(Referring expression data)

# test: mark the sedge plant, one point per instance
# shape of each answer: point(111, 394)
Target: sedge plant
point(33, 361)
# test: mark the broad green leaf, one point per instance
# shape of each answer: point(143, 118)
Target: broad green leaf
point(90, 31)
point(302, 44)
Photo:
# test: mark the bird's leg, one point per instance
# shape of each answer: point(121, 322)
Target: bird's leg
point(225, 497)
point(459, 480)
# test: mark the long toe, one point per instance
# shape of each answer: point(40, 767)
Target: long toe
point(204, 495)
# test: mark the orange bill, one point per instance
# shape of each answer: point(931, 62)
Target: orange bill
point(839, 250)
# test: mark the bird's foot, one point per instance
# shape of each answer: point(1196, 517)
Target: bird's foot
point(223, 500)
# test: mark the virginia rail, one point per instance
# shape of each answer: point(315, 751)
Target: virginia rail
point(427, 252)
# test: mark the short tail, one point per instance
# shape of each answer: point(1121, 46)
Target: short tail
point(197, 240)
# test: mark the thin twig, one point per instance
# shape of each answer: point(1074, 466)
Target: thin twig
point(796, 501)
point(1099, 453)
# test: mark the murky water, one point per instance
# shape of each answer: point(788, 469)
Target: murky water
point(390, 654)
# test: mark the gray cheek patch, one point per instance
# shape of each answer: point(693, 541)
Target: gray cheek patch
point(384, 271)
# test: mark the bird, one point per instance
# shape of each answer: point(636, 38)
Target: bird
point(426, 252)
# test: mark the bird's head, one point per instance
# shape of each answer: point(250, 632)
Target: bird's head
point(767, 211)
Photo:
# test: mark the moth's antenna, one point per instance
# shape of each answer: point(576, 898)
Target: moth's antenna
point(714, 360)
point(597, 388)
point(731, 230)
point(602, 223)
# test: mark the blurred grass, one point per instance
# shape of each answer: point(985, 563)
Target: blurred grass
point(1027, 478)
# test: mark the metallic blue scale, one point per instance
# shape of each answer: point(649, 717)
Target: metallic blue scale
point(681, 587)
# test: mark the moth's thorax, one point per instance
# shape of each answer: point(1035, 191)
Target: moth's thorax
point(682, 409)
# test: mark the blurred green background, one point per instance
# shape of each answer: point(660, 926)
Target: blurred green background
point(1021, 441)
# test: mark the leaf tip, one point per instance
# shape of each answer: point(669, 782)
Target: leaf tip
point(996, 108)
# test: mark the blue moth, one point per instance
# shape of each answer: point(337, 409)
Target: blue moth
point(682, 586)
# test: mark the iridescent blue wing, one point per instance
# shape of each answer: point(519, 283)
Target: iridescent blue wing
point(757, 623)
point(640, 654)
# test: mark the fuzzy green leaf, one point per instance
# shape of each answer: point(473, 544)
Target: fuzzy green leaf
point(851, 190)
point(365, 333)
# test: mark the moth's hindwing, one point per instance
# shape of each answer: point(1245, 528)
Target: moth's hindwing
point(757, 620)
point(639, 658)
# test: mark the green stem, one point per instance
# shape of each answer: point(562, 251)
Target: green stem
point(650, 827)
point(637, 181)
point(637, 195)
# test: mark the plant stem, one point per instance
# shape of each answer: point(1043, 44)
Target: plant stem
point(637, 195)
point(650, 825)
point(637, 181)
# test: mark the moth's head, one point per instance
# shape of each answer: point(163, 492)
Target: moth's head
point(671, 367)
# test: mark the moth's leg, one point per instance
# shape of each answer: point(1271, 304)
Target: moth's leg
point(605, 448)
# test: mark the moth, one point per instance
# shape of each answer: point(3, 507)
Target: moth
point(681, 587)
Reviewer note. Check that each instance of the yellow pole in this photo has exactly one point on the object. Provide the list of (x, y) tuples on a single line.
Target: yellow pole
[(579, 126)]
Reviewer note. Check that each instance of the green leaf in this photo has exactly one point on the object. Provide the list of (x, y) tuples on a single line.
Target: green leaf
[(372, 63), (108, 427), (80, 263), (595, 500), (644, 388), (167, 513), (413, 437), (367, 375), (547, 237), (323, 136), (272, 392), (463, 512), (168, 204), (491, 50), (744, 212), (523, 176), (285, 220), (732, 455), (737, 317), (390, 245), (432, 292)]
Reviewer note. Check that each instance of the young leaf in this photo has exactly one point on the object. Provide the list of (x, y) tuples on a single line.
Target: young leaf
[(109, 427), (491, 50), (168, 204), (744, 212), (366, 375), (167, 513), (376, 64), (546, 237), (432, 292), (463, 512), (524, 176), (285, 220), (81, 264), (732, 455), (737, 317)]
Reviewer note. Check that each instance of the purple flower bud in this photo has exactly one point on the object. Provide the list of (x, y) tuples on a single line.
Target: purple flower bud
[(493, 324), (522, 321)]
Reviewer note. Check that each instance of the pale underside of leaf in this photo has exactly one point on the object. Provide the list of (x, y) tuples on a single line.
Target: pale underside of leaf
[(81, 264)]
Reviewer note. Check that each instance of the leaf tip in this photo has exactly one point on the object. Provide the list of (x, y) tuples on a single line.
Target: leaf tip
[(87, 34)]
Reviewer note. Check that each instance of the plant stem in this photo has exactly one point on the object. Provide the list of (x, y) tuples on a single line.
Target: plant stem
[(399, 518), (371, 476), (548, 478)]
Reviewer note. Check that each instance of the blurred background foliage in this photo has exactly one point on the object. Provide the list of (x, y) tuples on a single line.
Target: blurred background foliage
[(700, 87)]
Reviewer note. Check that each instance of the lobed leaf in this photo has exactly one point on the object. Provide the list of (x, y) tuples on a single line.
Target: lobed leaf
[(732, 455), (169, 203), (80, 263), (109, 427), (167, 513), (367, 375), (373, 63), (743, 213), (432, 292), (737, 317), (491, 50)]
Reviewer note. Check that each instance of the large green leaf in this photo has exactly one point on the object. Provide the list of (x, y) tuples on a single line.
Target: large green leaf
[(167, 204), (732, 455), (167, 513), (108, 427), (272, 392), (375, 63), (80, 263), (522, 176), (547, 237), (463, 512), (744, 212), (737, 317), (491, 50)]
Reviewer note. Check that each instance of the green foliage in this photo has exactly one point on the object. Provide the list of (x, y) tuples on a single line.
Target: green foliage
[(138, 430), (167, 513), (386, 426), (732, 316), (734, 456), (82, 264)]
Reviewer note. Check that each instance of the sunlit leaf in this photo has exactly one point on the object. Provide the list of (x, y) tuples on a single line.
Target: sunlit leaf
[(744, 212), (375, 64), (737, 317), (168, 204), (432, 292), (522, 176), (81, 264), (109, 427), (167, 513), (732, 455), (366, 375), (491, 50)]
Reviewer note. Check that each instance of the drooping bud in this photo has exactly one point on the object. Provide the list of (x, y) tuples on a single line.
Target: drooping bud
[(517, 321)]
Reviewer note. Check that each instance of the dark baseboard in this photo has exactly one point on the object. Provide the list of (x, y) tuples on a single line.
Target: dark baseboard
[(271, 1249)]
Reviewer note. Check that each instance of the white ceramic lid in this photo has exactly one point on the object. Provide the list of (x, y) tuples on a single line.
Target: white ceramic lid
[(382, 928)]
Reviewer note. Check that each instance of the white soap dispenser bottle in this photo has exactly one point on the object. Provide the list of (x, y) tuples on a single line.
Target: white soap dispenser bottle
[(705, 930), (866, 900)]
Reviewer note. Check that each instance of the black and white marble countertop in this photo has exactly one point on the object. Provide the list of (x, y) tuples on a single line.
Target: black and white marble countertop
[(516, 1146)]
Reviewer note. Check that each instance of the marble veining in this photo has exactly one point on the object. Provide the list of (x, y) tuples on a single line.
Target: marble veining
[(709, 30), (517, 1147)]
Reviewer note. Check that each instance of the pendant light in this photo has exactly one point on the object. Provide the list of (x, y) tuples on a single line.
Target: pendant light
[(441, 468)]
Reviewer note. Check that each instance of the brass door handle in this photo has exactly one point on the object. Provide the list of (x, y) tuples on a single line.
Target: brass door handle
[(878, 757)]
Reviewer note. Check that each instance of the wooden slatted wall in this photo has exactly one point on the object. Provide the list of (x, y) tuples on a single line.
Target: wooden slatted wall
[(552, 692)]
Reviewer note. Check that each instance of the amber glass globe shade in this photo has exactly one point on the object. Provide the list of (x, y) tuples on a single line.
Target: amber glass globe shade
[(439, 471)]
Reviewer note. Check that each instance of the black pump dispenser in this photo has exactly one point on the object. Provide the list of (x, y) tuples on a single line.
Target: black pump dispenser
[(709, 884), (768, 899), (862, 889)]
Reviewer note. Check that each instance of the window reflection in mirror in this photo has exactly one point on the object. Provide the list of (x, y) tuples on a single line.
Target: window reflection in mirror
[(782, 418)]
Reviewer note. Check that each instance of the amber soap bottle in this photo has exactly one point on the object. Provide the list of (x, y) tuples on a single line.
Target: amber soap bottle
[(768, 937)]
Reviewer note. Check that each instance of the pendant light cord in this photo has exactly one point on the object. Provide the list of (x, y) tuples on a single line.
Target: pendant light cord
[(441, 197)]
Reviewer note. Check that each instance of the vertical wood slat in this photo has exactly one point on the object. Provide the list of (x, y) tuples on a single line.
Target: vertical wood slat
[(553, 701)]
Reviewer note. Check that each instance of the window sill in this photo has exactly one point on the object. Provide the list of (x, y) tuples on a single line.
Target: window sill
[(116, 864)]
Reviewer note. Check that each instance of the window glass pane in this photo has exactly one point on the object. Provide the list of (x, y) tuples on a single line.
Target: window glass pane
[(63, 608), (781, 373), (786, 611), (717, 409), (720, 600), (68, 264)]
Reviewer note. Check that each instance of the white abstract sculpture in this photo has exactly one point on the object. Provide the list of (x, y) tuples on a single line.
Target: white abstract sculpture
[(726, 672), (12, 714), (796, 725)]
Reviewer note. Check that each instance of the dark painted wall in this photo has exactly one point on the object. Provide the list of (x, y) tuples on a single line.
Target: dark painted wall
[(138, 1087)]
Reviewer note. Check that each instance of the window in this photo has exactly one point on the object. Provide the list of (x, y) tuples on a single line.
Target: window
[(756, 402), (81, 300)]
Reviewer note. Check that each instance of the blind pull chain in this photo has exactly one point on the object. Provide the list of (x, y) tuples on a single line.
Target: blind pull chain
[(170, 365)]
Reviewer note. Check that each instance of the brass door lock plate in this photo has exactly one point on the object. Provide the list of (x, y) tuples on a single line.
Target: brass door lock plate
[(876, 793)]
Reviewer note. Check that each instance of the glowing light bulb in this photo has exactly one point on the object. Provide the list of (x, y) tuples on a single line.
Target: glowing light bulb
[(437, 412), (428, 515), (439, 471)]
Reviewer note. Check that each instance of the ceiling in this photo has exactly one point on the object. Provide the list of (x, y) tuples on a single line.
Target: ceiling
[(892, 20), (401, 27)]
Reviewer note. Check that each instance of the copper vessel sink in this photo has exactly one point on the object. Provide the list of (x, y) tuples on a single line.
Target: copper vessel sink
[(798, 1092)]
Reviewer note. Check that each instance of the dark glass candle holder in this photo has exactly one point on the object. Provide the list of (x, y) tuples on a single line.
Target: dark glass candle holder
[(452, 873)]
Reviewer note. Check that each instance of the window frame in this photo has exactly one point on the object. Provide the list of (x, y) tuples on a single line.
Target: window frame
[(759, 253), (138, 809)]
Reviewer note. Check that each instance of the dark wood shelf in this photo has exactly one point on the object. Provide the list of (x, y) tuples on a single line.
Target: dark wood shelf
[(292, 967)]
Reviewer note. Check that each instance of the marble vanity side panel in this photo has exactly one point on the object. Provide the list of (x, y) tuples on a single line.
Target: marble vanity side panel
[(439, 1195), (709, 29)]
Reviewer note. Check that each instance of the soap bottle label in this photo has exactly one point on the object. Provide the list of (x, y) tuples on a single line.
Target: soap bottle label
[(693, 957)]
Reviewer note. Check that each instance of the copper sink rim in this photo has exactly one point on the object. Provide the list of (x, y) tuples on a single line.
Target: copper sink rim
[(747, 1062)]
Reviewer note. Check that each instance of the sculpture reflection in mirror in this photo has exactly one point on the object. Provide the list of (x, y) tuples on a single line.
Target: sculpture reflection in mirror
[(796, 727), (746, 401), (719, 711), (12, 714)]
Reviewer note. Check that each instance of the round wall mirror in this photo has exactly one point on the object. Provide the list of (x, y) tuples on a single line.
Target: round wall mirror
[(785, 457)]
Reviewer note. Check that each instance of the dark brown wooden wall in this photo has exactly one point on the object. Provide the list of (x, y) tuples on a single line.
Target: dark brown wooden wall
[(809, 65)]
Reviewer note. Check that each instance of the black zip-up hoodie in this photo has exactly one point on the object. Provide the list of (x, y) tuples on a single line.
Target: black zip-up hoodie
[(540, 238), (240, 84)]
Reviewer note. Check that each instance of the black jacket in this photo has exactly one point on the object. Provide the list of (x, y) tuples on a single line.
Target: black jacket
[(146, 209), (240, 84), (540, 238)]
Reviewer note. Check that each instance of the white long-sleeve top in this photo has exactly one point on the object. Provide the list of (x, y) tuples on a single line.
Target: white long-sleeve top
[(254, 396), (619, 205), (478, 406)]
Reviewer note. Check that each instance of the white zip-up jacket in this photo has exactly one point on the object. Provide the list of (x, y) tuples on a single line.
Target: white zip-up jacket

What this task involves
Using the entries above, give back exactly the line containing "# shape of each answer: point(250, 632)", the line containing "# shape of each answer: point(576, 898)", and every line between them, and nothing else.

Answer to this exercise
# shape of each answer: point(250, 632)
Target: bird's head
point(767, 211)
Photo:
# test: mark the moth's antenna, one point per instance
# shape of each answer: point(576, 898)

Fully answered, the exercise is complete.